Fragmento del documento:
Como quizá ya imaginó el lector, la zoológica referencia pretende llamar la atención sobre la reacción tibia o indiferente de la ciudadanía, pero especialmente de los fieles católicos, ante el ataque perpetrado contra imágenes sagradas para el culto mayoritario, que hemos presenciado en los últimos días. Fueron mancilladas varias estatuas de la Divina Pastora, patrona de Barquisimeto y objeto de devociones multitudinarias; una estatua de la Virgen de Coromoto, patrona de Venezuela; y otra del doctor José Gregorio Hernández, entrañable figura de la religiosidad popular también venerada en los altares. En lugar de que se produjera la respuesta enfática que se pudiera prever debido a la cercanía de los objetos de adoración con el amor del pueblo, ha prevalecido una insólita sensación de parálisis sin vínculos con lo que supuestamente siente la colectividad ante las imágenes sometidas al escarnio. Apenas una manifestación aislada y menguada en Barquisimeto, incomparable con las exhibiciones de fervor que antes ha ofrecido la ciudad. ¿Estamos ante un caso de relación superficial de los llamados devotos con las figuras a quienes se dice que veneran? ¿Qué pasa con las atronadoras procesiones y con las consuetudinarias promesas y con las multiplicadas jaculatorias de que hace gala la muchedumbre frente a los objetos de su fe? ¿Por qué no se manifiestan cuando factores extraños hacen público vituperio de ellos?

Tareas propuestas:
(a) Según el texto sobre los ataques a imágenes religiosas, ¿de qué ciudad es patrona la Divina Pastora?
(b) Prolonga el texto sobre los ataques a imágenes religiosas a partir de su última oración.
Estas filas provienen de una fuente distinta.

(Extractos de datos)
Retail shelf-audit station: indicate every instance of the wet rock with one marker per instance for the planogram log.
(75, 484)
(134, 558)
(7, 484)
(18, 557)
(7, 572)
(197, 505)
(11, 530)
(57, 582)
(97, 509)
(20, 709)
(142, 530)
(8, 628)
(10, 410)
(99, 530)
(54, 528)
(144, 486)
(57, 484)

Resultados del ejercicio:
(a) De Barquisimeto.

(b)
Las respuestas pueden provocar ronchas, en especial cuando la conducta ovejuna se ha visto acompañada por el silencio de quienes administran los templos en los cuales se asientan las imágenes. Hasta el momento de redactar este artículo no se ha escuchado la voz de alarma de los sacerdotes, mucho menos la palabra de la Conferencia Episcopal. ¿Acaso no se sienten concernidos? ¿Acaso los objetos destruidos o profanados no son de su incumbencia? O, para decirlo de una buena vez, ¿no depende de esos objetos la influencia que, como curas de almas y como prelados con audiencia, ejercen sobre la sociedad? Mal están las cosas en Venezuela cuando los interesados se desentienden de asuntos que deben ser, necesariamente, de su primordial interés. No solo porque del culto a las imágenes depende la permanencia de la Iglesia que está bajo su tutela, sino también porque, más que una tropelía contra unas efigies dignas de respeto, se ha hecho injuria del pueblo que las implora y solicita. Tal vez las implore y solicite sin la intensidad que se pensaba, de acuerdo con lo que se viene sugiriendo, pero es evidente que a ese pueblo se dirigen las balas y las piedras disparadas contra los iconos. La profanación de la Divina Pastora y de la Coromoto y de José Gregorio es una sonora befa del pueblo venezolano, que el pueblo quizá no haya advertido cabalmente y sobre la cual ya debían haber redactado los obispos un documento como los que han suscrito cuando les ha parecido para enfrentarse al gobierno.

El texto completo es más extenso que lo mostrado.